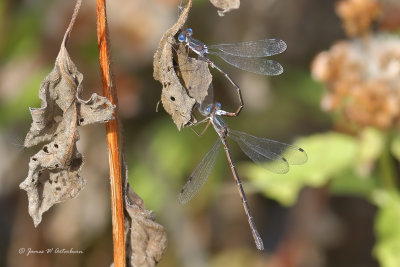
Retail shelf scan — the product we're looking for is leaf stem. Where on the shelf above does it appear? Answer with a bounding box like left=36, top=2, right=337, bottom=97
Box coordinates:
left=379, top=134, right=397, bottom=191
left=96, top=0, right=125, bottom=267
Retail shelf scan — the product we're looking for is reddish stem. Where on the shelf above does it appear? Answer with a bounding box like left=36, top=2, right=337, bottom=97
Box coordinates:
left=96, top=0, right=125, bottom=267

# # # # #

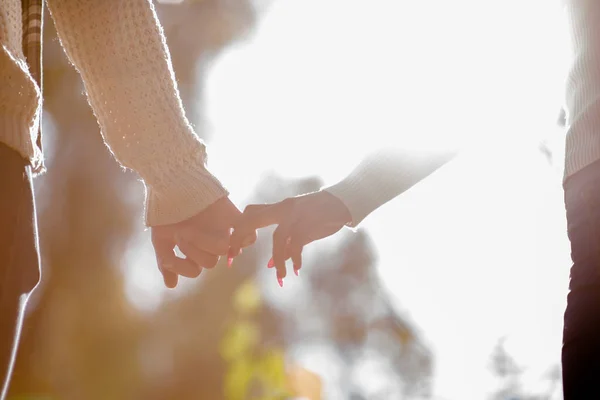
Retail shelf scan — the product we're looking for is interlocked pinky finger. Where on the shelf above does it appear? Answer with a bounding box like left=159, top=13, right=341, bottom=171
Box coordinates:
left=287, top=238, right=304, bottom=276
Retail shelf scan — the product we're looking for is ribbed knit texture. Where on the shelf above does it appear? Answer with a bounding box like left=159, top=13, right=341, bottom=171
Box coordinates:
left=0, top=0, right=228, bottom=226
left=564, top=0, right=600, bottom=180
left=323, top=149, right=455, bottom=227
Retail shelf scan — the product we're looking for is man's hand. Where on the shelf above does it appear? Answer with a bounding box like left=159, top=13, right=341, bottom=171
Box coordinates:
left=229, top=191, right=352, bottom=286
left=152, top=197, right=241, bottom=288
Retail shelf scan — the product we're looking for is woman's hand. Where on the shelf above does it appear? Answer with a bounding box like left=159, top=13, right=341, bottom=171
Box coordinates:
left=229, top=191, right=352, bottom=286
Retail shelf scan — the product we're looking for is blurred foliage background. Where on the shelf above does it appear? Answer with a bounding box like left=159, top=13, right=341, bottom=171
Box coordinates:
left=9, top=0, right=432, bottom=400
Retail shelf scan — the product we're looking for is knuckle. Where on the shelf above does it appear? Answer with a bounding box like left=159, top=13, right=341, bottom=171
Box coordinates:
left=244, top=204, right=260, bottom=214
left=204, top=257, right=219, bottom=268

# # # # #

TO BE DONE:
Give the lines above as a numbered list, from the line containing "Retail shelf scan — the product we're looking for is blurred" through the line containing "left=204, top=257, right=219, bottom=268", with both of those lines included and any blank lines left out.

ANSWER TO THIS EXERCISE:
1. Retail shelf scan — the product we're looking for is blurred foliage background. Where on the shelf above does it appear? Answer with a bounding box like left=159, top=13, right=341, bottom=171
2. Box coordinates:
3. left=9, top=0, right=432, bottom=400
4. Retail shelf scan — the product we're looking for is knuckle. Where on the shelf above does it appear? Answer with a bounding box like left=159, top=13, right=341, bottom=171
5. Box coordinates:
6. left=244, top=204, right=260, bottom=214
7. left=204, top=257, right=219, bottom=268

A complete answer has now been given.